--- BEGIN PAGE ---

# Getting gear



## squarefoot (Oct 10, 2014)

Trying desperately to get the right gear for automatic taping system, we on the east coast tend to do it all by hand so this great gear is all new to me, I've checked as many different distributers and got some good prices but the shipping to Canada is driving the price up. Anyone know of any places in Canada that sells the 10 inch fat boy box and a 12 inch flat box with tape tech handle, also the pump with adaptor, Columbia brand or tape tech, would love an automatic taper used but in great condition.


----------



## gazman (Apr 29, 2011)

Check out West Tech tools. They are in Canada.


----------



## eazyrizla (Jul 29, 2010)

_www.*all-wall*.com _
_can't beat the price. _

_I paid $1,584 Canadian with shipping for my _*Columbia Automatic Taper. *

best offer I got from the drywall suppliers in Calgary Alberta was $1,950. lol


----------



## squarefoot (Oct 10, 2014)

*No kidding*

They told me the same thing, I'm going to Calgary south and I'm going to get level5 tools, think it's a good choice for me right now, down the road I'll upgrade if I need to


----------



## eazyrizla (Jul 29, 2010)

*Columbia tools are the way to go. eazy to get parts. and the quality everything. and the new line of semi automatic tools.*
*I know your trying to save money. but the Columbia tools will last forever. *


----------



## eazyrizla (Jul 29, 2010)

I'm going to Calgary south? what?


----------



## squarefoot (Oct 10, 2014)

*Where*

I'm going to Mahogany, suppose to be busy as hell, I'm leaving from Nova Scotia, driving, should only take about five days lol. Keep in touch maybe we can get together for a coffee, don't drink so coffee is it.


----------

--- END PAGE ---
--- BEGIN LISTED RECORDS ---

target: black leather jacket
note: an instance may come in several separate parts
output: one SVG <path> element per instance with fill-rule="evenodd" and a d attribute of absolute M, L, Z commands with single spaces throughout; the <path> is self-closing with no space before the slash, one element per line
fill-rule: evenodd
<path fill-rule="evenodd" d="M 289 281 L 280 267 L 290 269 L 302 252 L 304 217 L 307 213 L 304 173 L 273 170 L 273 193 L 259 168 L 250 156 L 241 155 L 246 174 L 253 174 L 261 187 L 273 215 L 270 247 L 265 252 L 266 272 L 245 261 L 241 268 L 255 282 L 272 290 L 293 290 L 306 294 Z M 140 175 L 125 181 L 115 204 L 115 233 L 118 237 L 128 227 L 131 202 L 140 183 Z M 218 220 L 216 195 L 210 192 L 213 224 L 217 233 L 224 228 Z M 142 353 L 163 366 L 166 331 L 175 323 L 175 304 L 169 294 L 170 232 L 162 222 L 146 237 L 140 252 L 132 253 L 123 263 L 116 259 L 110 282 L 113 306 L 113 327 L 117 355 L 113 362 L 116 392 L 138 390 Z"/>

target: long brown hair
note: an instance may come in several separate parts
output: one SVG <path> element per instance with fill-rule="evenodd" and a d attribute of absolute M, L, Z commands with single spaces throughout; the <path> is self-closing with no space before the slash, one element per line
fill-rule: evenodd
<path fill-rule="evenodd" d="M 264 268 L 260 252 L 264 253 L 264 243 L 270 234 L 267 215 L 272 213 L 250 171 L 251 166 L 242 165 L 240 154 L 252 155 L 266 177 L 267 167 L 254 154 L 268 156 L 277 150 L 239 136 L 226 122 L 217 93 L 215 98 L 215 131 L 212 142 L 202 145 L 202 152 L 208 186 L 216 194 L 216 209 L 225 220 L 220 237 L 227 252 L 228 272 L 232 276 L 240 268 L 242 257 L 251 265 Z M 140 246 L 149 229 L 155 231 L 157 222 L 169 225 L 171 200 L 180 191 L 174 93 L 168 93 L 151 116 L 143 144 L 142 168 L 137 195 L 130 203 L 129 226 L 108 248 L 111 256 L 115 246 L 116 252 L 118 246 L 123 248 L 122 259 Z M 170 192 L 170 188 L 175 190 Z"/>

--- END LISTED RECORDS ---
--- BEGIN LISTED RECORDS ---

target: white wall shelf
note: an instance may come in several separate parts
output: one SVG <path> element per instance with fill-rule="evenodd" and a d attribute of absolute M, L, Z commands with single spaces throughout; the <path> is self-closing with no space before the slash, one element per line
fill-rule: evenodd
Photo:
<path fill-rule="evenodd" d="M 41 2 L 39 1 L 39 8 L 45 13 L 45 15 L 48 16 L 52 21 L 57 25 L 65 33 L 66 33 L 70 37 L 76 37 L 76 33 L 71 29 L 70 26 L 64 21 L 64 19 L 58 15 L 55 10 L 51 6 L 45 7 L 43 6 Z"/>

--- END LISTED RECORDS ---
--- BEGIN LISTED RECORDS ---

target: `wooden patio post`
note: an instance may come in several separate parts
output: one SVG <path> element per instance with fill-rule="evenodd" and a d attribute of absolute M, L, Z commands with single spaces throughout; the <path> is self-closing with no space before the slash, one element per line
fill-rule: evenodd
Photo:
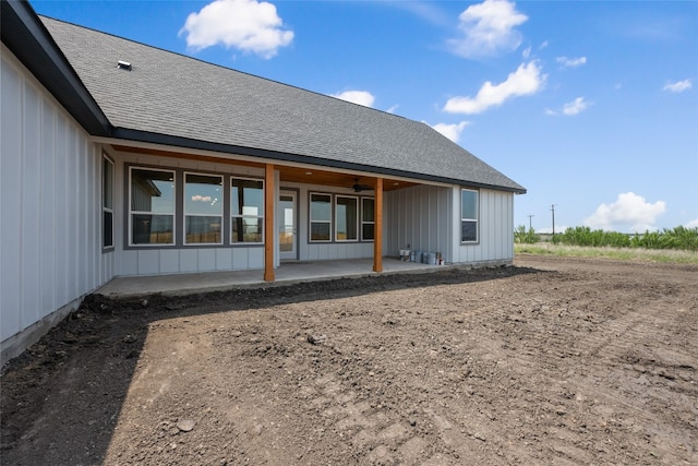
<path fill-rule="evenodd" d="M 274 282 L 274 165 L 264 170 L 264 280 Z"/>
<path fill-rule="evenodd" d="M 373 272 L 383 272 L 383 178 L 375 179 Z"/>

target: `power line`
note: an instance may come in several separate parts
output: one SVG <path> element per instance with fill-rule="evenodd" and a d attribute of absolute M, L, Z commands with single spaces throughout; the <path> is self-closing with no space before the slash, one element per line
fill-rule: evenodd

--- END LISTED RECORDS ---

* **SET OF TASKS**:
1) List each piece of equipment that squarefoot, in the first post of the thread about getting taping gear, says they are looking for.
2) Summarize the thread about getting taping gear in two sentences.
3) In the thread about getting taping gear, how much did eazyrizla pay for the Columbia Automatic Taper?

* **TASK-BY-TASK RESULTS**:
1)
- A 10 inch fat boy box
- A 12 inch flat box with a Tape Tech handle
- A pump with adaptor, Columbia brand or Tape Tech
- An automatic taper, used but in great condition

2) Squarefoot asks where in Canada to buy automatic taping tools, because shipping to Canada drives the price up, and gazman points to West Tech tools while eazyrizla recommends all-wall.com and Columbia tools. Squarefoot decides to buy Level5 tools in Calgary for now, with a possible upgrade later, and mentions driving from Nova Scotia to Mahogany.

3) $1,584 Canadian, including shipping.